### Tasks for this exercise
(a) Please answer these questions from the blog post on opting out of testing, one per line, with each answer marked the same way:
(i) In November, how many of the 32 children had read new chapter books?
(ii) What song was Barry Lane singing at the 2011 Save Our Schools March?
(iii) What mountain does the Walking Man walk over?
(b) Go on with the blog post on opting out of testing, starting after its final line.

### Text section
--- BEGIN ---
Parents you hold every card. Opt Out!


What if we see the child not the test score?
What if the center of all learning became the child not the standards?
What if teaching became the focus of education and not testing?What if we respected teachers?What if we respected childhood?What if we told all those snake oil Education Deformers to leave our children, their teachers and our public school alone?
What if vigor not rigor became the focus of teaching and learning?What if individuality not conformity became the goal in teaching and learning?
What if rather than spending a trillion dollars on testing and standards we started spending that money on tutors, the arts, music, school libraries, and more Physical Education?
What if rather then measure children by proficiency levels in reading, we gave them time to read real books?
What if we decided the best way to educate poor children, second language learners, and children of color is to teach them the same way we teach wealthy children?
What if every parent opted out of this insane plan to our children into data, profits, and test-scores?
What if we teachers started hinting and whispering parents you have the power?
What if parents realized they have the power to change it by opting out of testing?
Parents you hold all the cards,
Jesse The Walking Man Turner

If you like to listen to what this Walking Man is listening to on his walk over the Avon Mountain today....it's Barry Lane singing Hallelujah at the 2011 Save Our Schools March.
> https://www.youtube.com/watch?v=mkJQOv4h0Es <
Word is Save Our Schools March, BATs UOO, and dozens of other groups are going back to DC this July.

Thursday, November 19, 2015

Try a little tenderness

Try a little tenderness!
Awarding plastic gold medals to children for reading chapter books is the only data that really matters here. It is November, and 28 out of 32 children have now read new chapter books. The other 4 are close to finishing their first chapter books.
We don't use rigor,

We don't even ask for SBAC data.
We could care less about the Common Core,
You won't find CC standards on our boards.
However on any given day you'll find children and teachers working hard.
On any given day you will find empathy, humanity, and hope in every teaching and learning moment.
We don't need a standardized test to tell us how our children are doing.
Kid Watching gives us all we really need to know.
We don't follow the data.
We follow the child.

There is the data that matters, and the data that really matters.
--- END ---
(Coordinate annotation records)
--- BEGIN ---
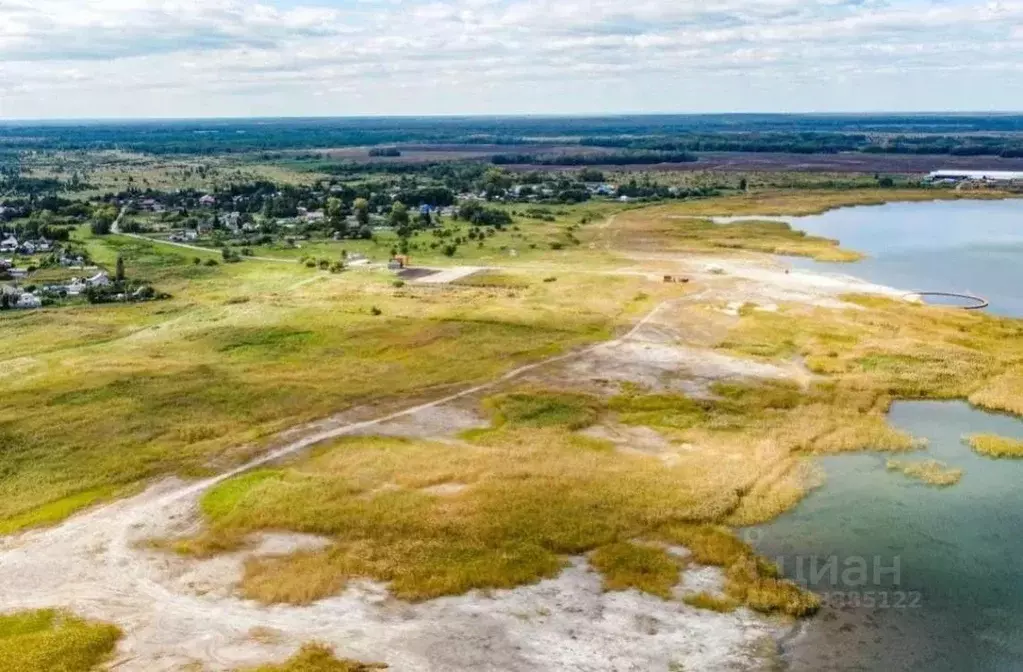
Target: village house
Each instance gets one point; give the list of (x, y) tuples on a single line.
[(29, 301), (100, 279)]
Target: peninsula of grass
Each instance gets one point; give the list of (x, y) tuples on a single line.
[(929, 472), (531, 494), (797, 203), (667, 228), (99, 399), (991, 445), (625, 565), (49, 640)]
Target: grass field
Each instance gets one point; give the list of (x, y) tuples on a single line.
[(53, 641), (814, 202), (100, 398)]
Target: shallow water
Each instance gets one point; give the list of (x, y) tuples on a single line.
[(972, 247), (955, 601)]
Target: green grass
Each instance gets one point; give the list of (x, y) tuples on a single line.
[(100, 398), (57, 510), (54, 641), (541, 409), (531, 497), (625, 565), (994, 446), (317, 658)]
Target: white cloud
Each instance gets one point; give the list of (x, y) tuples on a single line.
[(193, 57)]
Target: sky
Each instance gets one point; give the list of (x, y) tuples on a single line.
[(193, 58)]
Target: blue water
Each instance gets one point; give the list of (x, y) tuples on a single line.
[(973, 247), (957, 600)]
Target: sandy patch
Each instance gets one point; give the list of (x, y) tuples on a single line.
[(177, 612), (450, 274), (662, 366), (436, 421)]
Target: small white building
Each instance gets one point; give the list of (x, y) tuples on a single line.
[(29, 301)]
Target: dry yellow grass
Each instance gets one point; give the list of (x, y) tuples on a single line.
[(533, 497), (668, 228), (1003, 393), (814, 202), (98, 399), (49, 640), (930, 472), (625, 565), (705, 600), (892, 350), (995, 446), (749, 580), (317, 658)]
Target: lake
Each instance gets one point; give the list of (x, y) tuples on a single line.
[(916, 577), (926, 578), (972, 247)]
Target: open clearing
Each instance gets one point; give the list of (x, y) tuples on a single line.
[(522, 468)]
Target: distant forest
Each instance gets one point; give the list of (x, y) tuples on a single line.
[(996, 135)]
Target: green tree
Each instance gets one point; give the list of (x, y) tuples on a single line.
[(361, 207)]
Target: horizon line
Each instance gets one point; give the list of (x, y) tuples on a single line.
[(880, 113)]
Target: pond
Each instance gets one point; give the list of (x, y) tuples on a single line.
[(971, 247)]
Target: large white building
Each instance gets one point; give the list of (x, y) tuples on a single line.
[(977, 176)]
--- END ---
--- BEGIN ---
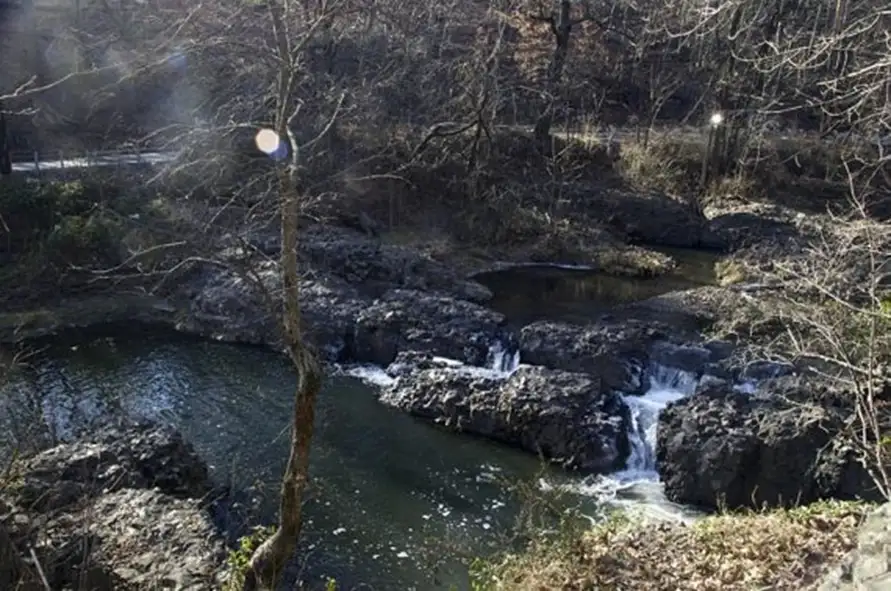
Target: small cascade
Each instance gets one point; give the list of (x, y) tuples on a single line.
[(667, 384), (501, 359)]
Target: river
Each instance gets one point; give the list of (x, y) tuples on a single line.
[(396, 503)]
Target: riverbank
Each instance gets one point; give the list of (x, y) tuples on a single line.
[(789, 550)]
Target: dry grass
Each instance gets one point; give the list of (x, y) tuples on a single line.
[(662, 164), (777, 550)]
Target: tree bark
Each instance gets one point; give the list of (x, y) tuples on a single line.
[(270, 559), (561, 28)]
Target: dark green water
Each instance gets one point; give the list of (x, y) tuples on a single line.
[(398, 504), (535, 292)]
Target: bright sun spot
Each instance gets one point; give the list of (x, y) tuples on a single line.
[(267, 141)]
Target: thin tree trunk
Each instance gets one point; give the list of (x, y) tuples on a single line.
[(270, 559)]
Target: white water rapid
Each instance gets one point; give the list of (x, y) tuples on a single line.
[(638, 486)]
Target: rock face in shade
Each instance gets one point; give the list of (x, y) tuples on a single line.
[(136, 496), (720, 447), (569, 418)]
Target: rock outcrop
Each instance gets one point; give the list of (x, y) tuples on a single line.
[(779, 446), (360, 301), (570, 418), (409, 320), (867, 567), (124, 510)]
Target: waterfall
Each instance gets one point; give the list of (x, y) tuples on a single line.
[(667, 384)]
--- END ---
### Responses by task
(a)
(i) 28
(ii) Hallelujah
(iii) Avon Mountain

(b)
The data that matters to policy makers, politicians, and education deformers are test scores. That data does not inform us about the learning potential of our children. It does not drive learning, but it does drive the failing education policies only they love.
The data that really matters is the data gather while teaching. Every other piece of data is pretty much useless to children and teachers.
Plastic Gold medals are my smiles, and those smiles are my data.
Respectfully,
Dr. Jesse Patrick Turner
CCSU Literacy Center Director


Want to know what this walking man was listening to this morning on his walk? It's Ottis Redding singing "Try A Little Tenderness ".
>https://search.yahoo.com/search;_ylt=As4Ry0qaZ..S8.EuHF0Jh36bvZx4?p=youtube+try+a+little+tenderness&toggle=1&cop=mss&ei=UTF-8&fr=yfp-t-901&fp=1 <

Tuesday, November 17, 2015

Change always begins with the number 1



In a world where our public schools are seen as testing factories, and where standards without humanity rule.
We find students, parents, teachers, administrators, and community activists in an intense struggle to save our public schools.
You may say what can one person do?
I often ask myself that very same question every morning I rise.

Some days I walk for justice,
Some days I march justice,
Some days I hold a sign justice,
Some days I speak truth to power for justice.

Some days I comfort a parent whose child is struggling,
Some days I help a child in need of hope find it,
Some days I listen to a fellow teacher who needs a friend.
Some days I blog,
Some days I post a hopeful image,
Some days I write letters to editors,
Some days I call legislators and policy makers asking where is the humanity,
Some days I tweet out truths.

Every day I just teach with a heart full of love.
Every day I teach I learn from those I teach,
Every day empathy and humanity drive my learning and teaching,
Every I see children not test scores.
Some days I am just a good husband, good father, good brother, or good neighbor,
What I have come to realize is doing something positive matters.
The people who change the world are always doing something positive.
One person always matters. Change always begins with one person.
Trust there is immense power in the number one.

Today let us all be that one person,
Jesse The Walking Man Turner


If you like to hear what this walking man was listening to on his walk over the mountain this morning.  It was Eric Clapton's "Change the world"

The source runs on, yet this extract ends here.